**WHAT THE TASK REQUIRES**
Would you transcribe the line that holds "Your task: identify each electrical", plus every line beneath it through the end of the data, exactly and with nothing added?

====

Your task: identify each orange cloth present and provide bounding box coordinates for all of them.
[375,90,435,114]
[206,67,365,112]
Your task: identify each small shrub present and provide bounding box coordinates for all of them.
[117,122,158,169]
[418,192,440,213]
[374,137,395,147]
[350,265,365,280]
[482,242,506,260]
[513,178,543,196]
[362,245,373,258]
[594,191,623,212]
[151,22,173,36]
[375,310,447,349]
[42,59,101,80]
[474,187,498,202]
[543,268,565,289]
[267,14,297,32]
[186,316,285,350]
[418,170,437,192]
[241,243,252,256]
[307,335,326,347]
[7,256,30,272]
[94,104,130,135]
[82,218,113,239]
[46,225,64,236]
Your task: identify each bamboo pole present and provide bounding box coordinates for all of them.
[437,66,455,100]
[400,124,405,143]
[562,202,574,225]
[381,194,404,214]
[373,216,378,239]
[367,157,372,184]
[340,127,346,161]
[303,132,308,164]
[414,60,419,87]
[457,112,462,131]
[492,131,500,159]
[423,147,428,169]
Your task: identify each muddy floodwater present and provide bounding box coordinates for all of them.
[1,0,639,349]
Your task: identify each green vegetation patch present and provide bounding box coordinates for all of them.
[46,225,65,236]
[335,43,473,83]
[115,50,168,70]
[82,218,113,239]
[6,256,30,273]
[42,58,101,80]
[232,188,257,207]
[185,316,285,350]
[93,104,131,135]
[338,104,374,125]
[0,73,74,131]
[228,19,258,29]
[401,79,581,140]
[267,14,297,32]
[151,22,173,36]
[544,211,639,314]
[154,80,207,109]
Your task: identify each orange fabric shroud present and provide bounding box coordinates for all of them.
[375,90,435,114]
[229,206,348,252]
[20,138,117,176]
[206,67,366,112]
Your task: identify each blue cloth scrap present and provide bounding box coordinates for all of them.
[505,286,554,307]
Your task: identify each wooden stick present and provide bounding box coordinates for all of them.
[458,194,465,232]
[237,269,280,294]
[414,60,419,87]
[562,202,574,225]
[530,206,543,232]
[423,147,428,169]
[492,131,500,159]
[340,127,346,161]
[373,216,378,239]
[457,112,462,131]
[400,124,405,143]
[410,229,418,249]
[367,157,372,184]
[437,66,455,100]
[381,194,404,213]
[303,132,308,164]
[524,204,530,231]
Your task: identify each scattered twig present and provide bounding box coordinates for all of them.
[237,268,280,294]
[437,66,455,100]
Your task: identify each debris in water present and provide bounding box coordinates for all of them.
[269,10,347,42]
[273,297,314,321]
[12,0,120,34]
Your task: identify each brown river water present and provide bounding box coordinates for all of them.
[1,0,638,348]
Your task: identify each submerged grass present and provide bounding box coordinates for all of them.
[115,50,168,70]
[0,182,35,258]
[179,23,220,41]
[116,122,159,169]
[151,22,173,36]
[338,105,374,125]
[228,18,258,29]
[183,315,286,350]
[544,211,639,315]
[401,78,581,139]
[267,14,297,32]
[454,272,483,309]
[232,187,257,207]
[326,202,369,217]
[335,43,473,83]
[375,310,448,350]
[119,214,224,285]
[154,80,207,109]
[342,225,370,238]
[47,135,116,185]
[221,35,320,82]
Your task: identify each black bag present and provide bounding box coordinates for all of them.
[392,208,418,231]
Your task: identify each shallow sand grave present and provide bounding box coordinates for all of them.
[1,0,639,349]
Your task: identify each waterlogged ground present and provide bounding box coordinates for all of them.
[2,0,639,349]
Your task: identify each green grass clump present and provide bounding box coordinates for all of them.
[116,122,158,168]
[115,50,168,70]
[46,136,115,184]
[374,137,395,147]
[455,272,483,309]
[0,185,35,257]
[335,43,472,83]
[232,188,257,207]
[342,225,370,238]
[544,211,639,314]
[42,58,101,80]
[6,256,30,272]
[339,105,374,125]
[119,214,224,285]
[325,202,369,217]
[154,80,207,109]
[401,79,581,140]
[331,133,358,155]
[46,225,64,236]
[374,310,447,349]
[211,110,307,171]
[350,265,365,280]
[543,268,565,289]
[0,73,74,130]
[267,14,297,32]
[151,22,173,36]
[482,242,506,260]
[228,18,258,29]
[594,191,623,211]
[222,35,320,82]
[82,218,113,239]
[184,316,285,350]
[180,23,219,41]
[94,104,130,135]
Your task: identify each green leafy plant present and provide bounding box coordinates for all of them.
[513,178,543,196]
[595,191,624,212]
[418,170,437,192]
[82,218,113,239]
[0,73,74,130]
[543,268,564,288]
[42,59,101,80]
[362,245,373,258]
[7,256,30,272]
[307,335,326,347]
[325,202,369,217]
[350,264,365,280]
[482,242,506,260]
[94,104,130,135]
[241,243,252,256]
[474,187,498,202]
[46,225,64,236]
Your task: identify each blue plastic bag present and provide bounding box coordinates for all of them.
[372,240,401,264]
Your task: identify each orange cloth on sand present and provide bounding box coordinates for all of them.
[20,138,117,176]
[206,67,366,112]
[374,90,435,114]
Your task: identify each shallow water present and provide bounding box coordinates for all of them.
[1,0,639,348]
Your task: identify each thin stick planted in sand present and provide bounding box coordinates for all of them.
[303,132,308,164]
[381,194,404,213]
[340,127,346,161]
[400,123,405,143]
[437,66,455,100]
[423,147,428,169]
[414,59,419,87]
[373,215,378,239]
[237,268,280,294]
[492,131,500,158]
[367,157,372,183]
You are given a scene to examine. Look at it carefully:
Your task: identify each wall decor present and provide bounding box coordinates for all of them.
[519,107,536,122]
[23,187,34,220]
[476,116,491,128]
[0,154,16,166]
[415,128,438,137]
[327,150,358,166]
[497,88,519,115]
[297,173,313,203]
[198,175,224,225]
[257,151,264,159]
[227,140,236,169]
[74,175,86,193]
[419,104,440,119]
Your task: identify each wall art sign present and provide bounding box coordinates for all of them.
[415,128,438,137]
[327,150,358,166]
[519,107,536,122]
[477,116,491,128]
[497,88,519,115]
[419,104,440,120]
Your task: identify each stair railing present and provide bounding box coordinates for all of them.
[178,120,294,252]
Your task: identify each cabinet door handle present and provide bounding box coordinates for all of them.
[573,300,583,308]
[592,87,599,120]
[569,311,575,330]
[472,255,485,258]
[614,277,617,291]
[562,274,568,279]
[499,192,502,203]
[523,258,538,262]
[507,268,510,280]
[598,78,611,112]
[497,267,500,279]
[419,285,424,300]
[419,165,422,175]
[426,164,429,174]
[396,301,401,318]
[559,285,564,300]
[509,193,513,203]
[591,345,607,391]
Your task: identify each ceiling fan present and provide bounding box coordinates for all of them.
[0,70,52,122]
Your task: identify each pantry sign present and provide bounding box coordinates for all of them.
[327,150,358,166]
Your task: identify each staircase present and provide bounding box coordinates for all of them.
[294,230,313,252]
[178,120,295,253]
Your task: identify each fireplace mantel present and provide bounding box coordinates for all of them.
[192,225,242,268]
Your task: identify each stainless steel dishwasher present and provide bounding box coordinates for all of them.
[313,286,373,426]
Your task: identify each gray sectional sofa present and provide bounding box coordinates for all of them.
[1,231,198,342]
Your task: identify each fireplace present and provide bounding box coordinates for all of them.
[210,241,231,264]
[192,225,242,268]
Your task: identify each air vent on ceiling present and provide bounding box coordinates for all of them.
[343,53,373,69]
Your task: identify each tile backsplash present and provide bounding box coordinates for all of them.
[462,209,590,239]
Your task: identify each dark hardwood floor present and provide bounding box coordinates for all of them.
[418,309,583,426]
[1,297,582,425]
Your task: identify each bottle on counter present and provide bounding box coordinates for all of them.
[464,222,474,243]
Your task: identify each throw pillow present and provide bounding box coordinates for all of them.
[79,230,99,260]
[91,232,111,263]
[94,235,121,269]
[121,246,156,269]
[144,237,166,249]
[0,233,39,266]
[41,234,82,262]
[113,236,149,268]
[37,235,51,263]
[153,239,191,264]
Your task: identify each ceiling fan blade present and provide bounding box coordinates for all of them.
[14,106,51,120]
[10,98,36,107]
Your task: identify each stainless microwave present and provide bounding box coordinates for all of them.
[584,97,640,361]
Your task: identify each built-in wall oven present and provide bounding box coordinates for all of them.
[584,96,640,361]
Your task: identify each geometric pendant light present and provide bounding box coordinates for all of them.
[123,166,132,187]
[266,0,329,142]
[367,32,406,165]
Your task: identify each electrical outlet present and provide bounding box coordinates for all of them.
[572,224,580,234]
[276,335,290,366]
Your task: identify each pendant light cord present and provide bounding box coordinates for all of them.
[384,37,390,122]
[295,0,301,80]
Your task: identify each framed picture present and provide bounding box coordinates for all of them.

====

**YOUR SOLUTION**
Your task: identify each electrical outlet present and provide bounding box coordinates for all of them.
[572,224,580,234]
[276,335,290,366]
Your task: identify each pendant light cord present and provide bounding box coordinates for all of them.
[384,37,390,122]
[295,0,301,80]
Your task: identify each framed picture present and provide bounding box coordinates for all of them.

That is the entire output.